● Source:
((
When storms start knocking more than a couple shingles off your roof it is time to start seriously considering getting some work done on it. However, you are going to have two options—replace just the part that is failing, or strip the whole thing and lay new shingles. Which option you choose depends on several factors.
Can You Afford to Do the Whole Roof Right Now?
Budget is a big consideration for any major home project. While there is always a point where doing the whole roof is your only option as leaving things be will only cost you more in the long run, you should be able to start working much earlier in the deterioration process than that. Instead, call in a roofer like Rocky Mountain Roofers & Gutters as soon as you start to see edges curling or granules in your gutters to create a plan that will work with both your roof and your budget.
It will take more money to replace your roof in pieces, but if you would otherwise need to take out a loan to get the work done, this might be a less expensive option. You should be able create an entire timeline that lays out which sections of the roof will be replaced each year, and what the estimated cost will be. While this won't perfectly match what you end up spending, it will give you something that you can build your household budget on.
Are There Bad Spots Or Is the Whole Roof In Need of Repair?
))
● Supplied material:
((
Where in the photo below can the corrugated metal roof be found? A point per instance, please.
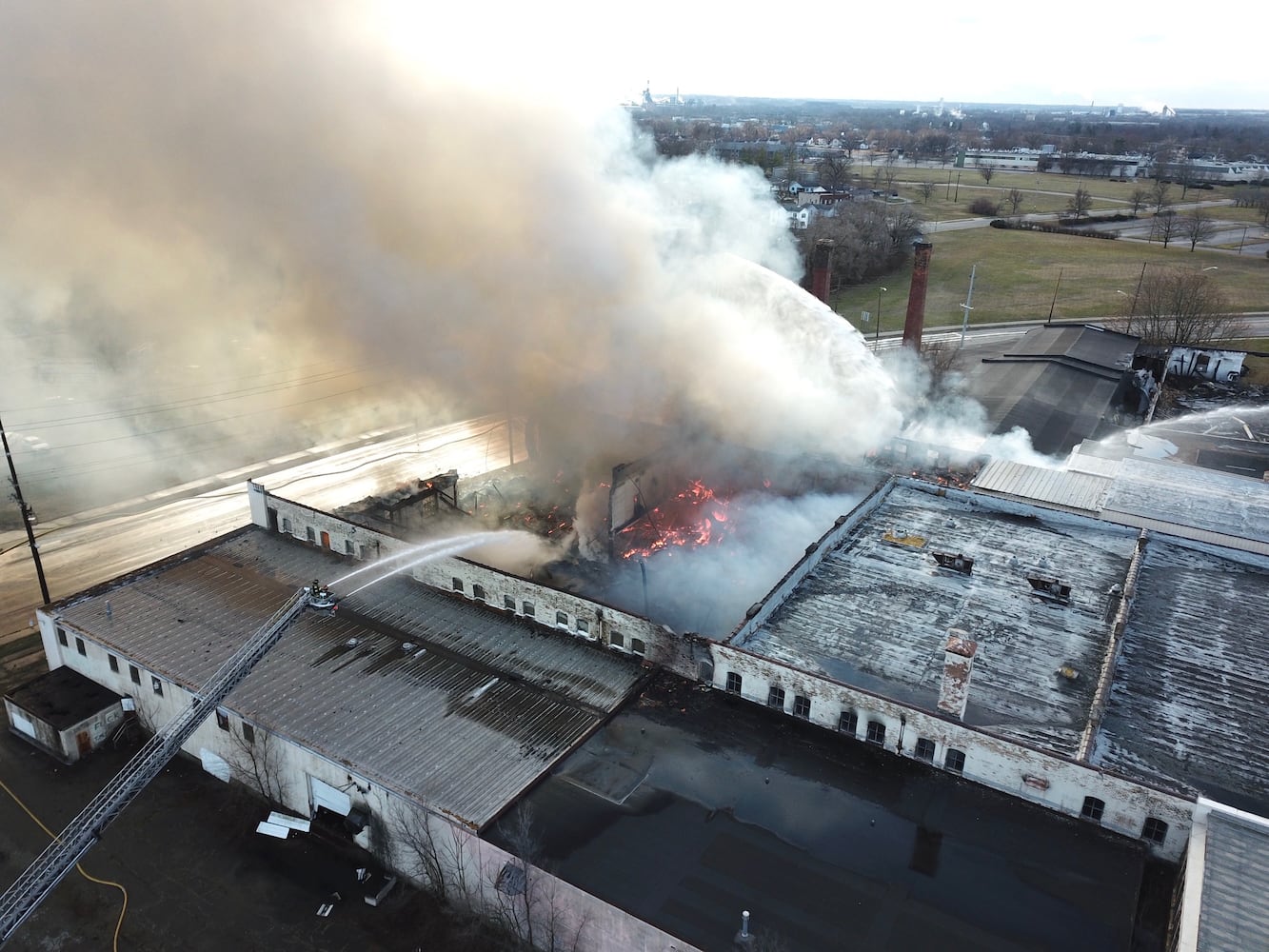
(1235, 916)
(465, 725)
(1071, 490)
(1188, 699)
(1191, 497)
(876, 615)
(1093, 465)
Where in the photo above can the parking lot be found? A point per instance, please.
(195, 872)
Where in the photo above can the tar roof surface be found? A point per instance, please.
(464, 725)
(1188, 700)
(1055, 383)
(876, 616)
))
((
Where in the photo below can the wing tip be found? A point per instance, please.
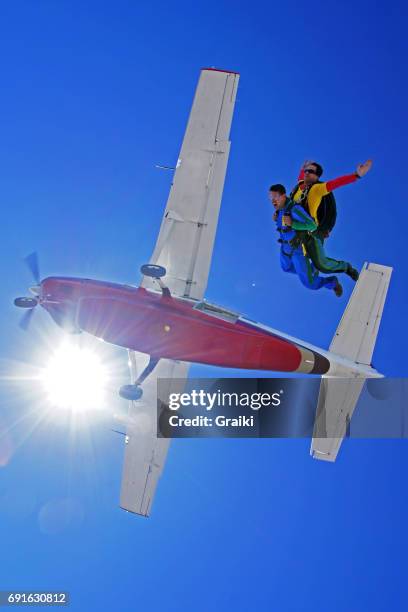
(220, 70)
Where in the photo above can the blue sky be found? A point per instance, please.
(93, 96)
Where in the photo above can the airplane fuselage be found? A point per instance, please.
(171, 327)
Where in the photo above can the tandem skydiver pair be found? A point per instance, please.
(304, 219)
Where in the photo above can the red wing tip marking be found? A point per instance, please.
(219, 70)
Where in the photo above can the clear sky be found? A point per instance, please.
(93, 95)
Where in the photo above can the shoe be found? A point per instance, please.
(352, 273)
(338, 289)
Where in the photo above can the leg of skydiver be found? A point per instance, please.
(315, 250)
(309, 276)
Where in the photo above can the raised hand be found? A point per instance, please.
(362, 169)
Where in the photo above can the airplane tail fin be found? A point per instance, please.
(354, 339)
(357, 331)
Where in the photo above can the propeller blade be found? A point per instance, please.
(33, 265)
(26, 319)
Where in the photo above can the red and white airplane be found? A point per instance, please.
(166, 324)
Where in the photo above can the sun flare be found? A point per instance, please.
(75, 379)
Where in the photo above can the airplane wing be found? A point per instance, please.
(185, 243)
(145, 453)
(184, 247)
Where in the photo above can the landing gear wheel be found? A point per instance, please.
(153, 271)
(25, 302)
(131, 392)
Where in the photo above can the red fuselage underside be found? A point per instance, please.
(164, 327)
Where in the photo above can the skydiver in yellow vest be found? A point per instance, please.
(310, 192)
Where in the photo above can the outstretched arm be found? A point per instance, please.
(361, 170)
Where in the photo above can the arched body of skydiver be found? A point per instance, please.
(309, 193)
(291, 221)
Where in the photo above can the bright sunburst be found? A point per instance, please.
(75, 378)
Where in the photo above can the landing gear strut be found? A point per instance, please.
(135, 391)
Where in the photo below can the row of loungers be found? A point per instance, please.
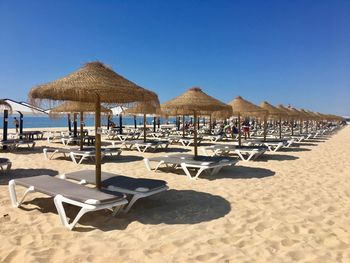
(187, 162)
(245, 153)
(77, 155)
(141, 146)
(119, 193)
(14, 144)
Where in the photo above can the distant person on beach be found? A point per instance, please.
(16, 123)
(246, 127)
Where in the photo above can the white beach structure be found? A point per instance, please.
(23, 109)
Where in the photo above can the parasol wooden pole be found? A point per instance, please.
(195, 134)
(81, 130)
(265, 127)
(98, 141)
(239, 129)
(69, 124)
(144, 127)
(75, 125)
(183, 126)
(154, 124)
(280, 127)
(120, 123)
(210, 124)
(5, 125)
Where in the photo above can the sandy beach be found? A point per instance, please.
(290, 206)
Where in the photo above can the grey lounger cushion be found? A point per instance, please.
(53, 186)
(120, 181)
))
Please answer from the roofing article: what two signs should lead a homeowner to call in a roofer?

Edges curling and granules in the gutters.